*Exercise requirements*
For this exercise, transcribe all the records below exactly.

[Collected data entries]
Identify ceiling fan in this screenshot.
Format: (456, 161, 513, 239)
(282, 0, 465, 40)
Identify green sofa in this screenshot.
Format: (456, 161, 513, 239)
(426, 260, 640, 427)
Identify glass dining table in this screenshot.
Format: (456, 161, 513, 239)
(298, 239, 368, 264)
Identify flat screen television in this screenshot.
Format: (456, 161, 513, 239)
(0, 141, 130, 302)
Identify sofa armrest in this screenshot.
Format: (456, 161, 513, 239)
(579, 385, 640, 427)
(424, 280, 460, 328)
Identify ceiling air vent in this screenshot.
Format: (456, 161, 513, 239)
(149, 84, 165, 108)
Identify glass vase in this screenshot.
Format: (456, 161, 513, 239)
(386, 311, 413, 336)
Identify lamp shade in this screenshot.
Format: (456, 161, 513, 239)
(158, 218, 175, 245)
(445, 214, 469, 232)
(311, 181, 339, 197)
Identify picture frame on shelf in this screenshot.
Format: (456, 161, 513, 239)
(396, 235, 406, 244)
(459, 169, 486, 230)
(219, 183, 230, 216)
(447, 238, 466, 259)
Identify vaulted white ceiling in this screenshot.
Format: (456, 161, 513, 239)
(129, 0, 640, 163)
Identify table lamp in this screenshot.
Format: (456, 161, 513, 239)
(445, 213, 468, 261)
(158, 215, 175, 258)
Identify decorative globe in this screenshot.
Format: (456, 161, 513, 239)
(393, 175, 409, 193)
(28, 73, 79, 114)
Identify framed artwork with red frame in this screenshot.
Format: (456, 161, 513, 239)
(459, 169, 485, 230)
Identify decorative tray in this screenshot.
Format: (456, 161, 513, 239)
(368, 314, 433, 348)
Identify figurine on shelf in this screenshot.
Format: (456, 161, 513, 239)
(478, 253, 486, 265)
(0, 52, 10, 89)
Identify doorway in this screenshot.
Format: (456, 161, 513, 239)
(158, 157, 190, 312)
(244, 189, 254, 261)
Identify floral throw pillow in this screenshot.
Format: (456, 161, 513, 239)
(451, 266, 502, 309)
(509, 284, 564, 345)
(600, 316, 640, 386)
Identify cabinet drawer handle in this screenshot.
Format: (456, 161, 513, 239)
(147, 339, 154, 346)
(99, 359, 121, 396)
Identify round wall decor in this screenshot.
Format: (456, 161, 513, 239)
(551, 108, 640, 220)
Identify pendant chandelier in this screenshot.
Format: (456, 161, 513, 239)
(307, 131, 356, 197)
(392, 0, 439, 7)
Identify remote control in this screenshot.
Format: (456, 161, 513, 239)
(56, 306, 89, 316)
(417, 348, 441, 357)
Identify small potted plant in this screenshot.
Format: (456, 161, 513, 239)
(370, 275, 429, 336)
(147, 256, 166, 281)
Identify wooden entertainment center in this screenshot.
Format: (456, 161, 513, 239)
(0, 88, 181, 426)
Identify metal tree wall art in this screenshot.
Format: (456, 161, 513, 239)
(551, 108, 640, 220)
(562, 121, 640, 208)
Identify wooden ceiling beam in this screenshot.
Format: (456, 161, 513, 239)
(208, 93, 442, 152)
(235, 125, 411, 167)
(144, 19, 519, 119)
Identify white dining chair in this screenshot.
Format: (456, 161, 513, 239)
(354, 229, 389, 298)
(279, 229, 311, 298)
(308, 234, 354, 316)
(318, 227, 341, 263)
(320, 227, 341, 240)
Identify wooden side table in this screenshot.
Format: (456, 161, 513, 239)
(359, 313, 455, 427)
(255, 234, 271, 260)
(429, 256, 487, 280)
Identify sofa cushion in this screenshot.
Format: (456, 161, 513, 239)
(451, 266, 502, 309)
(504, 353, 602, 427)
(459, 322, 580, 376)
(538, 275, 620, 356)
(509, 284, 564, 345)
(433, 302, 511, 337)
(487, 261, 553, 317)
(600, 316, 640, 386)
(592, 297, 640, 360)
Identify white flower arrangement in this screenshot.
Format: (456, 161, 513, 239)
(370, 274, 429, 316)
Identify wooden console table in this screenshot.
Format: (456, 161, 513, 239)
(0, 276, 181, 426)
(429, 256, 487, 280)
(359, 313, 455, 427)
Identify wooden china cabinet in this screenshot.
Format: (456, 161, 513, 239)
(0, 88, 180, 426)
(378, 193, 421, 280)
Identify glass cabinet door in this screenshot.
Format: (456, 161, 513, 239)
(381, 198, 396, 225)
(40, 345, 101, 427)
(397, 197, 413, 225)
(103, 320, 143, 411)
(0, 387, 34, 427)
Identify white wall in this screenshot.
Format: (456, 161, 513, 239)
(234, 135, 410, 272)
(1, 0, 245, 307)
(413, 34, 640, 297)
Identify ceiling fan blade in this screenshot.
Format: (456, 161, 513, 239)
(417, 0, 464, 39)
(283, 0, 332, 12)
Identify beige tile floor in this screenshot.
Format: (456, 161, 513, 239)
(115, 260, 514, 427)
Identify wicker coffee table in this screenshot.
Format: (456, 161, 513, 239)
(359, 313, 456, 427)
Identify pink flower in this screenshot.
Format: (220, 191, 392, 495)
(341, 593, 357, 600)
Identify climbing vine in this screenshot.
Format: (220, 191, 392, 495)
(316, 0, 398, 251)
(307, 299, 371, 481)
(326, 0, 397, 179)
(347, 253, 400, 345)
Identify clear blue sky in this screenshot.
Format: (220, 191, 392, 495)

*Solution to the problem*
Identify ceiling fan in this screenshot.
Format: (456, 161, 513, 239)
(282, 0, 465, 40)
Identify green sofa in this screenshot.
Format: (456, 161, 513, 239)
(426, 260, 640, 427)
Identify glass dining table in this screenshot.
Format: (456, 161, 513, 239)
(298, 239, 368, 264)
Identify flat screen television in this screenshot.
Format: (456, 161, 513, 239)
(0, 141, 130, 302)
Identify sofa armrest in this screenshot.
Format: (456, 161, 513, 239)
(579, 385, 640, 427)
(424, 280, 460, 328)
Identify ceiling air vent in this screenshot.
Format: (456, 161, 513, 239)
(149, 84, 165, 108)
Identify glass vase in this screenshot.
Format: (456, 161, 513, 239)
(386, 311, 413, 336)
Identify lamp shade in this screenshot.
Format: (456, 161, 513, 239)
(158, 218, 175, 245)
(445, 214, 469, 232)
(311, 181, 339, 197)
Identify picture frame on shelf in this screenshot.
Format: (456, 161, 513, 239)
(396, 235, 406, 244)
(459, 169, 486, 230)
(219, 183, 230, 216)
(447, 238, 466, 259)
Identify vaulted white ceiling in this screenshot.
Format: (456, 161, 513, 239)
(129, 0, 640, 163)
Identify table lamp in this screenshot.
Format: (456, 161, 513, 239)
(445, 213, 468, 261)
(158, 215, 175, 258)
Identify decorative globe in this screenshot.
Format: (456, 161, 513, 239)
(393, 175, 409, 193)
(28, 73, 79, 114)
Identify framed artwork with red frame in this screenshot.
Format: (456, 161, 513, 239)
(459, 169, 485, 230)
Identify decorative tray in this screenshot.
Format: (456, 161, 513, 239)
(368, 314, 433, 348)
Identify figurine on shelf in this screenshot.
Format: (456, 161, 513, 239)
(478, 253, 486, 265)
(0, 52, 10, 89)
Identify doorway in this screenshot.
Format: (456, 161, 513, 239)
(158, 157, 190, 312)
(244, 189, 254, 261)
Identify floral throw pillow in this screenshot.
Format: (456, 161, 513, 239)
(451, 266, 502, 309)
(509, 284, 564, 345)
(600, 316, 640, 386)
Identify cabinet drawer handle in this screenshot.
Format: (456, 161, 513, 239)
(147, 339, 154, 346)
(99, 359, 121, 396)
Identify round wall decor in this screenshot.
Format: (456, 161, 513, 239)
(551, 108, 640, 220)
Identify pendant chandelier in this screenshot.
Format: (456, 161, 513, 239)
(307, 131, 356, 197)
(392, 0, 439, 7)
Identify remote control in this screenshot.
Format: (456, 161, 513, 239)
(56, 306, 89, 316)
(417, 348, 441, 357)
Identify small potted plant in this screenshot.
Format: (456, 161, 513, 239)
(370, 275, 429, 336)
(147, 256, 166, 281)
Identify wooden entertainment center in this screenshot.
Format: (456, 161, 513, 239)
(0, 88, 181, 426)
Identify metal tree wall art in this screenshot.
Format: (456, 161, 513, 239)
(551, 108, 640, 220)
(562, 121, 640, 208)
Identify wooden ceiling beam in this screenshot.
Format: (456, 161, 513, 239)
(208, 93, 442, 152)
(235, 125, 411, 167)
(144, 19, 519, 119)
Identify white dining chair in this screenshot.
Format: (456, 161, 513, 239)
(354, 229, 389, 298)
(279, 229, 311, 298)
(308, 234, 354, 316)
(318, 227, 341, 263)
(320, 227, 341, 240)
Identify wooden side table in this screenshot.
Format: (456, 161, 513, 239)
(359, 313, 455, 427)
(255, 234, 271, 260)
(429, 256, 487, 280)
Identify sofa cushion in this screenshot.
Format: (456, 161, 513, 239)
(451, 266, 502, 309)
(504, 353, 602, 427)
(459, 322, 580, 376)
(538, 275, 620, 356)
(509, 284, 564, 345)
(433, 302, 511, 337)
(487, 261, 553, 317)
(600, 316, 640, 386)
(592, 297, 640, 360)
Identify white flower arrangement in this screenshot.
Format: (456, 161, 513, 239)
(370, 274, 429, 316)
Identify wooden console table in this screenshot.
Format: (456, 161, 513, 239)
(0, 276, 181, 426)
(429, 256, 487, 280)
(359, 313, 455, 427)
Identify wooden china cabinet in this screenshot.
Format: (456, 161, 513, 239)
(0, 88, 180, 426)
(378, 193, 421, 280)
Identify glass cabinet door in this screenshot.
Format: (456, 161, 513, 239)
(381, 198, 396, 225)
(40, 345, 101, 427)
(397, 197, 413, 225)
(103, 320, 143, 411)
(0, 387, 34, 427)
Identify white wall in this screenshot.
Format: (456, 161, 513, 239)
(234, 135, 410, 272)
(1, 0, 245, 307)
(413, 34, 640, 297)
Identify ceiling fan blade in this screenshot.
Format: (456, 161, 513, 239)
(417, 0, 464, 39)
(283, 0, 332, 12)
Identify beige tile floor in this screenshot.
Format: (456, 161, 513, 239)
(115, 260, 514, 427)
Identify wicker coffee table in this screenshot.
Format: (456, 161, 513, 239)
(359, 313, 456, 427)
Identify pink flower in this screenshot.
Format: (220, 191, 392, 495)
(341, 593, 357, 600)
Identify climbing vine in this screenshot.
Format: (220, 191, 392, 495)
(316, 0, 398, 251)
(307, 299, 371, 481)
(326, 0, 397, 179)
(347, 253, 400, 345)
Identify clear blue sky in this screenshot.
Format: (220, 191, 392, 495)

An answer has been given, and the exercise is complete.